— Goal 1 —
Extract every line of the records below that contains the string "woman". Case counts.

— Given passage —
Recently, I’ve been plagued, again, by the tragic nature of this pervasive condition. Caring for the hungry ghosts, wanting to find a way – personally and collectively – to leave no one behind, has been one of the consistent motivating factors in my continual efforts to do my work. Although I believe that just about any of us has some degree of this affliction, some people, for reasons we may never know, are so extreme in their insistence on being given what they cannot receive, that they become self-fulfilling prophecies: every community they join eventually discards them; every relationship anyone enters with them eventually ends; and they remain isolated and in extreme agony, often without understanding why. If they happen to be people in positions of power, they may be surrounded by people who do what they want and say “yes” to their requests and demands, and yet their experience doesn’t become better, because they know it’s done without really wanting. Since I am in essence working for the possibility of a world where everyone matters, the hungry ghosts are of paramount importance to me.

— Records for the task —
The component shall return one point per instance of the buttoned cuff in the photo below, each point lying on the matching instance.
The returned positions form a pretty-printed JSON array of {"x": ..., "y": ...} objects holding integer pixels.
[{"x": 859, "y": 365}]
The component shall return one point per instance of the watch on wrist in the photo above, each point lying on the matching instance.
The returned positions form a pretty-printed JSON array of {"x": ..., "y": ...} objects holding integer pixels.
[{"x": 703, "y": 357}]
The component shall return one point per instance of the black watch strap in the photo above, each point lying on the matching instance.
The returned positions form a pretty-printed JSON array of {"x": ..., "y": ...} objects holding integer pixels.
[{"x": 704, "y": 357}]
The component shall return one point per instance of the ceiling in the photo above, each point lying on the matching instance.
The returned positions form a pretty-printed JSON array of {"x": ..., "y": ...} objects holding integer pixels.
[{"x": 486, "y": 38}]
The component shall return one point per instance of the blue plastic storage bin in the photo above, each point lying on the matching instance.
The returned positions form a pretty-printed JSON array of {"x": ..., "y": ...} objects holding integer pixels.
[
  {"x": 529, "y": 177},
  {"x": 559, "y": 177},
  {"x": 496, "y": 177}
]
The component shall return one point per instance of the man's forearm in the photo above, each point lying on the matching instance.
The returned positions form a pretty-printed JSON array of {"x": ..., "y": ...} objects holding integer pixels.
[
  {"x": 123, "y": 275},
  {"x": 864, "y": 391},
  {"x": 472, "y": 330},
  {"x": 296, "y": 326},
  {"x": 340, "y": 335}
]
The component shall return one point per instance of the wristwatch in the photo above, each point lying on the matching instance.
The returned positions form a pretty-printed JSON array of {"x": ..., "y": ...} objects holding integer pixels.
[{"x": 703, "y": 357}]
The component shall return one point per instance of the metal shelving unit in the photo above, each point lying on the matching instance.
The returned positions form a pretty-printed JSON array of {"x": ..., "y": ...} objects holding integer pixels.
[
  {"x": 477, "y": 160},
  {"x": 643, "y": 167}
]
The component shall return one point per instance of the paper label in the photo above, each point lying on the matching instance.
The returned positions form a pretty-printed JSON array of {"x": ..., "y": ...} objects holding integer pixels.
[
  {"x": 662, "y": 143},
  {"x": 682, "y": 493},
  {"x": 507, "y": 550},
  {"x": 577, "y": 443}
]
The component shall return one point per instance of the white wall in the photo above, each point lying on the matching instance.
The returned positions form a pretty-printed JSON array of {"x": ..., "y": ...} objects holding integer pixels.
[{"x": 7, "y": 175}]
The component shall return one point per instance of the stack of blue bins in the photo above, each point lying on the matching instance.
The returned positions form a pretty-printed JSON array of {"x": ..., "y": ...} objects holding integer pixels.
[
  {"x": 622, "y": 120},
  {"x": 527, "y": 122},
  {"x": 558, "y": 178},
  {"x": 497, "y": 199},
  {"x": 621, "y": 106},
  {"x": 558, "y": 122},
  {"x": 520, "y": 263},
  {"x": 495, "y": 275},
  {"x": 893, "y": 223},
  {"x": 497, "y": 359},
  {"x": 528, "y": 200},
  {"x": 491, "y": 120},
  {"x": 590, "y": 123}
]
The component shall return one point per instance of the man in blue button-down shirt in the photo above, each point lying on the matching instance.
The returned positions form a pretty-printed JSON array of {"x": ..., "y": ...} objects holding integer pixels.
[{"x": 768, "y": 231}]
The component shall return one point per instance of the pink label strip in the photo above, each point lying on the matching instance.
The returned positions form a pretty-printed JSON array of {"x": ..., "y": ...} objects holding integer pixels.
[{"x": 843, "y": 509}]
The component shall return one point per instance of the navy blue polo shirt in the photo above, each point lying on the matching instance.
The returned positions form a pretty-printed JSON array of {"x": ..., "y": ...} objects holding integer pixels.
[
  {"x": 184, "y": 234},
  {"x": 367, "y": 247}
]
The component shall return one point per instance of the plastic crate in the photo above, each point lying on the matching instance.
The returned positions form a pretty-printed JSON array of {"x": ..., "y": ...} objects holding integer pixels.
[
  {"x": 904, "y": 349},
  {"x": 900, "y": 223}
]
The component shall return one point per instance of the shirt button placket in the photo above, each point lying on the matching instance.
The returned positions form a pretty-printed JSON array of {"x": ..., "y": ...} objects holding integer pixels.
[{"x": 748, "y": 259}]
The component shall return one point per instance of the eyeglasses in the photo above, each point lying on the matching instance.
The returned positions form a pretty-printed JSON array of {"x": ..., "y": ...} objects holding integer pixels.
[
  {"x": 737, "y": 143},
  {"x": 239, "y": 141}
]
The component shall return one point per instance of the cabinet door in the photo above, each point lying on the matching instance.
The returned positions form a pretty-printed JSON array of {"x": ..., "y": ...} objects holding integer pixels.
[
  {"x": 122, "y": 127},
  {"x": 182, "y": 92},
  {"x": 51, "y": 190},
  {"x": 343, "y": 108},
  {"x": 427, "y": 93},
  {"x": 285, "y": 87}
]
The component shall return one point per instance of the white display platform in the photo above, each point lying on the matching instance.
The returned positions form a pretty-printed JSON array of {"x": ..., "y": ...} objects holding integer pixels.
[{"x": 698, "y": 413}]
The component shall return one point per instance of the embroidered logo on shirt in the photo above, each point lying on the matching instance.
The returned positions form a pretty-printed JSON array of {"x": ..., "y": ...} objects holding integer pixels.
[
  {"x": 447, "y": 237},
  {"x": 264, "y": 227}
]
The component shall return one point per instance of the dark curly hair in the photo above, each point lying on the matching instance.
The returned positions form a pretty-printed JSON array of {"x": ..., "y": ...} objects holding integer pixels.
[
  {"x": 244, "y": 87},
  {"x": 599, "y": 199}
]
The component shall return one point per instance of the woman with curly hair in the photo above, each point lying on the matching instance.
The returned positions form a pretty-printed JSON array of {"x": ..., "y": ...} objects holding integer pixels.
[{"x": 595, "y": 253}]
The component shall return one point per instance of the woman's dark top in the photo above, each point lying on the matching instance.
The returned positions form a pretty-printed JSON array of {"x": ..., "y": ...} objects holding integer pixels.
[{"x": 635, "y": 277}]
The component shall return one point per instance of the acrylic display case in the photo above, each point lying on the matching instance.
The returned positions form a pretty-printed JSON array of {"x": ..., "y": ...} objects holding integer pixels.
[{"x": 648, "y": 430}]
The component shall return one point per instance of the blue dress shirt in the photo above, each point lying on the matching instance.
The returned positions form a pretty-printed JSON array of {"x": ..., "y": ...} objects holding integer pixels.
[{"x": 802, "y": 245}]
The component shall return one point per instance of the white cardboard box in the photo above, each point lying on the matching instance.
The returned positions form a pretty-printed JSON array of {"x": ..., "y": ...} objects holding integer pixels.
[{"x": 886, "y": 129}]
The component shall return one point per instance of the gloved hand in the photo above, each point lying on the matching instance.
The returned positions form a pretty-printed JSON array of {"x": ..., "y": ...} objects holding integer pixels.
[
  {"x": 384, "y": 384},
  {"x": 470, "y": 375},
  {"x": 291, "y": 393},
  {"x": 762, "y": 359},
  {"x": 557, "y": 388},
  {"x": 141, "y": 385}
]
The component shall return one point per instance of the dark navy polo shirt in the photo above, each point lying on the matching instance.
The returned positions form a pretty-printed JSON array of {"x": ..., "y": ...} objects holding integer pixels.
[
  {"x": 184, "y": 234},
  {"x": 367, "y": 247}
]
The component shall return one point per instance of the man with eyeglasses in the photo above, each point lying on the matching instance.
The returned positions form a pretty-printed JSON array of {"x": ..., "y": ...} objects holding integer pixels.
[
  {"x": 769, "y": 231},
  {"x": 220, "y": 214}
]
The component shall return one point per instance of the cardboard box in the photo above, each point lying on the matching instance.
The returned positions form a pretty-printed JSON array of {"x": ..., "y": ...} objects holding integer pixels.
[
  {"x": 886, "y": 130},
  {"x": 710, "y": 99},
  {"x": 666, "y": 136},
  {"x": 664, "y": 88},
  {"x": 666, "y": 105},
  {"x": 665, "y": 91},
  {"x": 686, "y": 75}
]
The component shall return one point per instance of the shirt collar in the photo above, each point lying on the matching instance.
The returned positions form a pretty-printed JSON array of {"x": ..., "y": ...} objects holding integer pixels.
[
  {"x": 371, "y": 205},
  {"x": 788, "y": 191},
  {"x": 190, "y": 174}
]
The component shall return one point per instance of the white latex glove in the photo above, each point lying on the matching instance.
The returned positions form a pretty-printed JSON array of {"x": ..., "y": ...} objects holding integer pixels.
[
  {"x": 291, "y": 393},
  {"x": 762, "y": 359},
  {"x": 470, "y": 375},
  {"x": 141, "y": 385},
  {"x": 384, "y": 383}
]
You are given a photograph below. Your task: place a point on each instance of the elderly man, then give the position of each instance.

— Goal 2 —
Quote the passage about hungry ghosts above in full, word for word.

— Expected output 1 —
The component shall return one point per instance of the woman with curly hair in the photo above, each point lying on the matching instance.
The component shall return one point per instance of the woman's dark top in the photo above, each point lying on the matching instance.

— Expected output 2 —
Recently, I’ve been plagued, again, by the tragic nature of this pervasive condition. Caring for the hungry ghosts, wanting to find a way – personally and collectively – to leave no one behind, has been one of the consistent motivating factors in my continual efforts to do my work. Although I believe that just about any of us has some degree of this affliction, some people, for reasons we may never know, are so extreme in their insistence on being given what they cannot receive, that they become self-fulfilling prophecies: every community they join eventually discards them; every relationship anyone enters with them eventually ends; and they remain isolated and in extreme agony, often without understanding why. If they happen to be people in positions of power, they may be surrounded by people who do what they want and say “yes” to their requests and demands, and yet their experience doesn’t become better, because they know it’s done without really wanting. Since I am in essence working for the possibility of a world where everyone matters, the hungry ghosts are of paramount importance to me.